## CONSIGNES
**1)** Répondez à ces questions d'après le texte sur la librairie :
(a) Quelle ville est décrite comme stagnant dans son provincialisme ?
(b) Où l'information est-elle toujours centralisée ?
(c) Que fallait-il créer pour éviter une trop grande désarticulation des divers groupes et individus ?
**2)** Poursuivez le texte sur la librairie à partir de son dernier titre.

## TEXTE FOURNI
^^^^^^^^

1- Pourquoi une librairie

 ?

Le contexte local est primordial dans la création de la librairie. Les lieux privilégiés de rencontre et de réunions se disloquant les uns après les autres, il est apparu à certains, nécessaire de créer un point d’achoppement pour éviter une
trop grande désarticulation des divers groupes et individus. Et par ailleurs, l’absence de librairies suffisamment ouvertes : dépôt de revues, sélection permanente... laissait stagner Stras­bourg dans son provincialisme : l’information (revues, brochures textes en tout genre) étant toujours centralisée dans les hauts lieux parisiens. Ces deux éléments sont donc les motivations centrales de la L. B, C. Mais que sont-elles devenues par la suite ?...

2- Le lieu de rencontre et l’"espace de liberté"

^^^^^^^^

Entrées de données enregistrées:
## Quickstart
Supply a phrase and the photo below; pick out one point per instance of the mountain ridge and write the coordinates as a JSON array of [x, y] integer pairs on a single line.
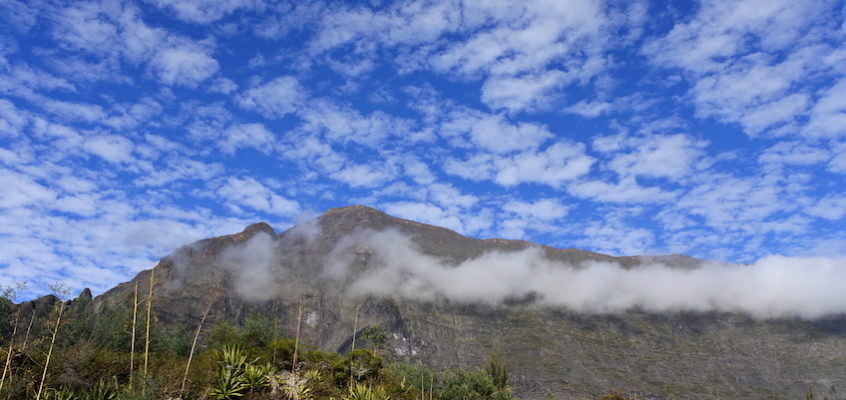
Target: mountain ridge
[[571, 354]]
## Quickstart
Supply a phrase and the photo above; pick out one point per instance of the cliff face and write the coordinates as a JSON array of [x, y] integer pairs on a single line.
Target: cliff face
[[686, 355]]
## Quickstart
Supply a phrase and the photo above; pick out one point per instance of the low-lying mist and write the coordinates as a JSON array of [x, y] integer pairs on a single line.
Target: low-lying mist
[[389, 263]]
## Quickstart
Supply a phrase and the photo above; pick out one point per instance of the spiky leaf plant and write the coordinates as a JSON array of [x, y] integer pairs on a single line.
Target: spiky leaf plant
[[361, 391], [234, 358], [229, 385], [101, 391], [255, 376], [291, 385], [60, 394]]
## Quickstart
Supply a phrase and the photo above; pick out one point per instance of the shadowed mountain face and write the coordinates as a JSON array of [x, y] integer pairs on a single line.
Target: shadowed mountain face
[[548, 349]]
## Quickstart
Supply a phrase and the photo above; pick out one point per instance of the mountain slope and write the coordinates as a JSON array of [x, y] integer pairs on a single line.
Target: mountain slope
[[548, 349]]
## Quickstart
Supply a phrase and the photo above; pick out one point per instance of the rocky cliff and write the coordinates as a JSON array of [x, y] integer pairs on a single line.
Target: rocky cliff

^^^^^^^^

## RÉSULTATS DE L'EXERCICE
**1)**
(a) Strasbourg.
(b) Dans les hauts lieux parisiens.
(c) Un point d'achoppement.

**2)**
Dès le départ, la librairie s’est définie en dehors des Partis et des Groupes officiels, I1 n’a jamais été question d’une cohésion politique, la disparité des groupes fondateurs étant un fait admis et respecté. D’ailleurs, une telle entre­prise en province (à l’exception de Lyon) n’est guère possible sans une large participation de groupes et d’individus. Paris a vu fleurir une série de librairies militantes : conseillistes, Mao (en tout genre), eco-m...e, parpaillote, anar-stali­nienne, anar-spontex, underground ... ; ces "entreprises "vi­votent grâce à la surpopulation parisienne. Mais en province une orthodoxie quelconque est impensable.

Comme nous l’avons vu, les problèmes financiers sont au premier plan, il est né­cessaire de faire le plein (sur un seul endroit) d’une clien­tèle (?) déjà très sélectionnée. En plus notre présence a d’u­ne certaine façon encouragé (et obligé) les autres libraires traditionnels et religieux à faire vitrine... ; la concurrence n’est donc pas un leurre.

L’espace de liberté s’est très vite dévoilé illusoire. Après une première période d’euphorie il a bien fallu se ren­dre à l’évidence : une rentabilité commerciale n’est pas compatible avec un foutoir marginalo-undergroundien, ni un militantisme inflationniste.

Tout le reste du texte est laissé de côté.